● TEXT UNDER STUDY:

++++

Mining bosses could face jail, $13m fine for worker deaths
The recent spate of deaths in the Queensland mining industry has led Mines Minister Dr Anthony Lynham to introduce legislation into parliament, creating the offence of industrial manslaughter. Executives could face up to 20 years in jail if Queensland mine or quarry workers die because of their criminal negligence. The new laws are part of a series of mine safety and health reforms under the Palaszczuk government.
“It is totally unacceptable that workers continue to die in our resources workplaces. Queensland already has the toughest mine safety and health laws in the world. These laws will give our 50,000 mine and quarry workers the same protections as other Queensland workers. These are part of the most comprehensive suite of mine health and safety reforms in two decades,” said Dr Lynham.
The proposed laws could see senior officers of mines or quarry companies tried for industrial manslaughter if criminal negligence is proven for a worker’s death, with maximum penalties ranging up to $13 million and 20 years in jail.

++++

● DATA TO EXAMINE:
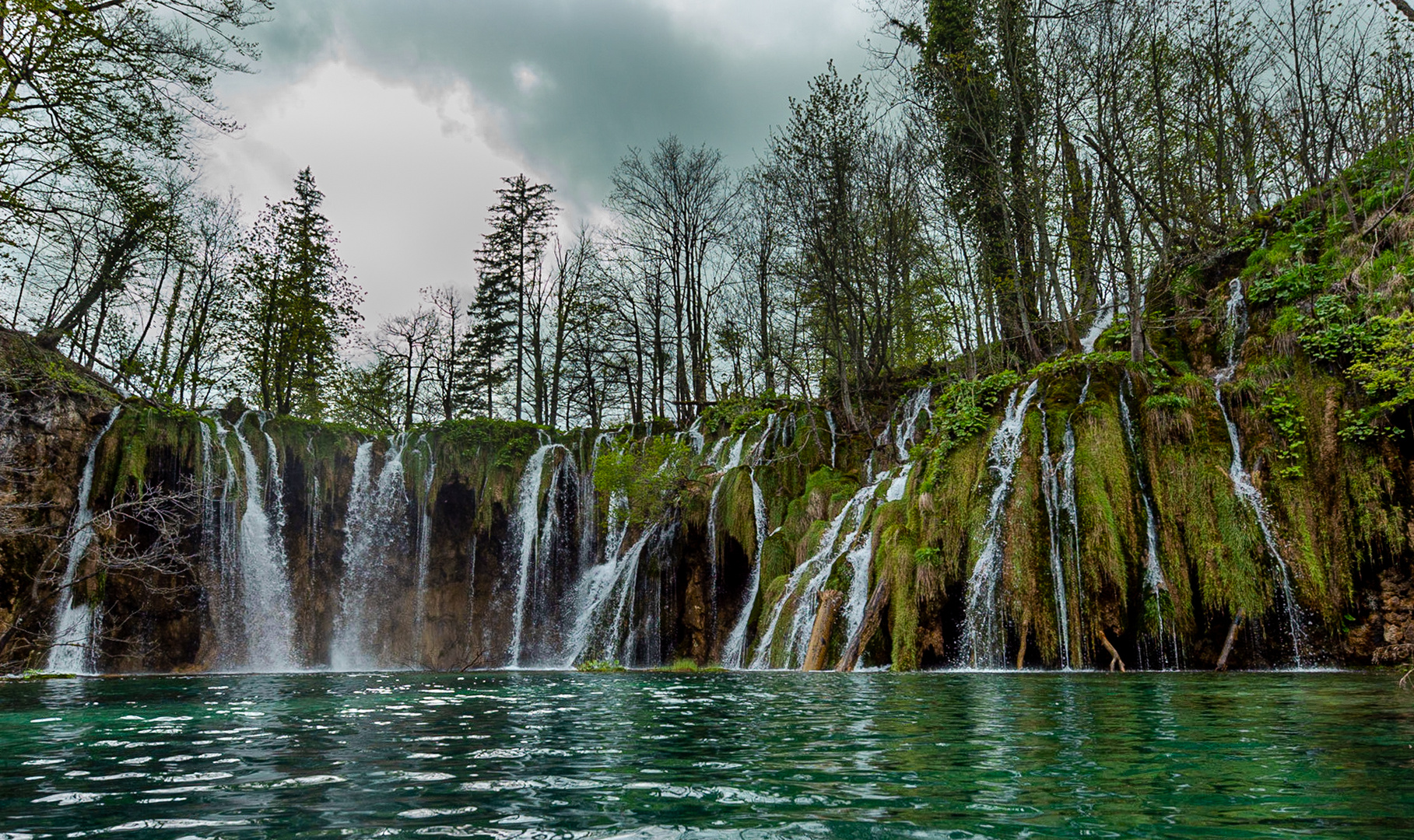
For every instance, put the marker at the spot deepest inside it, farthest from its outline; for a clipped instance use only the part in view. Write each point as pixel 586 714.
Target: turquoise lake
pixel 533 754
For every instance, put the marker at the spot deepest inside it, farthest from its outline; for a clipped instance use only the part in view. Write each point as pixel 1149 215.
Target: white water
pixel 805 583
pixel 898 485
pixel 526 528
pixel 71 648
pixel 983 630
pixel 263 572
pixel 907 428
pixel 1051 494
pixel 377 523
pixel 1071 508
pixel 1242 480
pixel 1102 321
pixel 425 541
pixel 711 528
pixel 1154 580
pixel 735 649
pixel 597 632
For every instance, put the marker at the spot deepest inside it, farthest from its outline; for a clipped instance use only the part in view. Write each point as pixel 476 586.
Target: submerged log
pixel 872 614
pixel 830 601
pixel 1232 637
pixel 1114 655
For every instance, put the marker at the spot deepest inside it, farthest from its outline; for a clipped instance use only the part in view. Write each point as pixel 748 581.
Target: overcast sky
pixel 410 110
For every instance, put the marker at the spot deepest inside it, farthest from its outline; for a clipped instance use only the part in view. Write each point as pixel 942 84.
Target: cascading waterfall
pixel 983 630
pixel 526 528
pixel 1154 580
pixel 425 537
pixel 806 580
pixel 553 566
pixel 805 583
pixel 735 649
pixel 1103 317
pixel 1051 495
pixel 1069 492
pixel 225 549
pixel 907 428
pixel 1242 480
pixel 71 648
pixel 265 579
pixel 377 525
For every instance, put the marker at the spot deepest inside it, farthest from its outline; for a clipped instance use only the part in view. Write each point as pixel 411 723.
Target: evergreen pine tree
pixel 299 303
pixel 510 264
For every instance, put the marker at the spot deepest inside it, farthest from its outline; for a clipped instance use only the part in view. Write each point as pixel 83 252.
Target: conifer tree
pixel 299 303
pixel 511 264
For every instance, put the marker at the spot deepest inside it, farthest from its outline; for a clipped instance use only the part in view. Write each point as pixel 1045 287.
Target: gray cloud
pixel 569 86
pixel 409 110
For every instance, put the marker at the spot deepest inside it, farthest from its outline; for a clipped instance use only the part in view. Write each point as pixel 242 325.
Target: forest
pixel 1009 179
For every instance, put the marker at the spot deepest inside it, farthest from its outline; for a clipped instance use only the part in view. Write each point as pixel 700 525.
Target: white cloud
pixel 406 180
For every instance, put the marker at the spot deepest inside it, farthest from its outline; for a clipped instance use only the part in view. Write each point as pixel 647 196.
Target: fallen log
pixel 1114 655
pixel 830 601
pixel 1026 631
pixel 1232 637
pixel 872 615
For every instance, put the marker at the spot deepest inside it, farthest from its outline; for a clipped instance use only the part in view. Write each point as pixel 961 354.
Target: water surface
pixel 704 755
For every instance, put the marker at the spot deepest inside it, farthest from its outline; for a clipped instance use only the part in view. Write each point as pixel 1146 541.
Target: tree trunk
pixel 1026 631
pixel 872 615
pixel 1114 655
pixel 830 601
pixel 1232 637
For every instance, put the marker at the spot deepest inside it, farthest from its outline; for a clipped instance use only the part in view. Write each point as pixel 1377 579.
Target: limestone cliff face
pixel 1104 501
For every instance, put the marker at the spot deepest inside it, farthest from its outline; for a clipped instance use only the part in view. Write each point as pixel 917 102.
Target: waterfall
pixel 425 542
pixel 225 553
pixel 265 579
pixel 1051 494
pixel 553 569
pixel 604 603
pixel 71 648
pixel 1154 580
pixel 375 528
pixel 1242 480
pixel 805 583
pixel 526 527
pixel 983 632
pixel 735 649
pixel 711 521
pixel 907 426
pixel 898 485
pixel 695 435
pixel 1069 506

++++

● QUESTIONS ON THE MATERIAL:
1: In the mining safety article, how many mine and quarry workers are the new laws said to protect?
2: Rewrite the stretch of the mining safety article from "Mining bosses could" through "the Palaszczuk government.", substituting "Company directors" for "Executives".
3: Carry on the mining safety article from its final sentence.
The records were taken from a separate source and have no connection to the mining safety article.

● RESULTS IN ORDER:
1: The laws would protect 50,000 mine and quarry workers.

2:
Mining bosses could face jail, $13m fine for worker deaths
The recent spate of deaths in the Queensland mining industry has led Mines Minister Dr Anthony Lynham to introduce legislation into parliament, creating the offence of industrial manslaughter. Company directors could face up to 20 years in jail if Queensland mine or quarry workers die because of their criminal negligence. The new laws are part of a series of mine safety and health reforms under the Palaszczuk government.

3:
“The most important product to come off a mine site or a quarry at the end of shift is not minerals or coal; it’s a worker, heading home to family and friends. This Labor government will always act to protect workers,” said Dr Lynham.
The reforms include better detection and prevention of black lung, an improved safety net for affected workers, and a commitment to tighter controls on mine dust levels. The reforms will also increase maximum penalties for offences to $4 million and enable the regulator to issue fines without going to court. Under the reforms, an independent resources health and safety authority will be established and extra mines inspectors hired to ensure worker safety. Statewide safety reset sessions for mine and quarry workers will also be carried out, to refocus on health and safety. Additionally, $35 million will go towards delivering reforms to improve the safety and health of our mine workers.
There have also been more than 49,000 chest X-rays to International Labour Organisation (ILO) standards, including more than 14,000 by Queensland-based Lungscreen Australia.
“Coalminers and their families should feel comforted that miners’ health will be protected through a high-quality medical surveillance system that ensures disease is detected early and the risk of disease progressing to a severe and debilitating stage is thereby significantly reduced. Other jurisdictions, including the United States, should strongly consider adopting these changes Queensland has led,” said Dr Bob Cohen, a mine dust lung disease expert from the University of Illinois, Chicago.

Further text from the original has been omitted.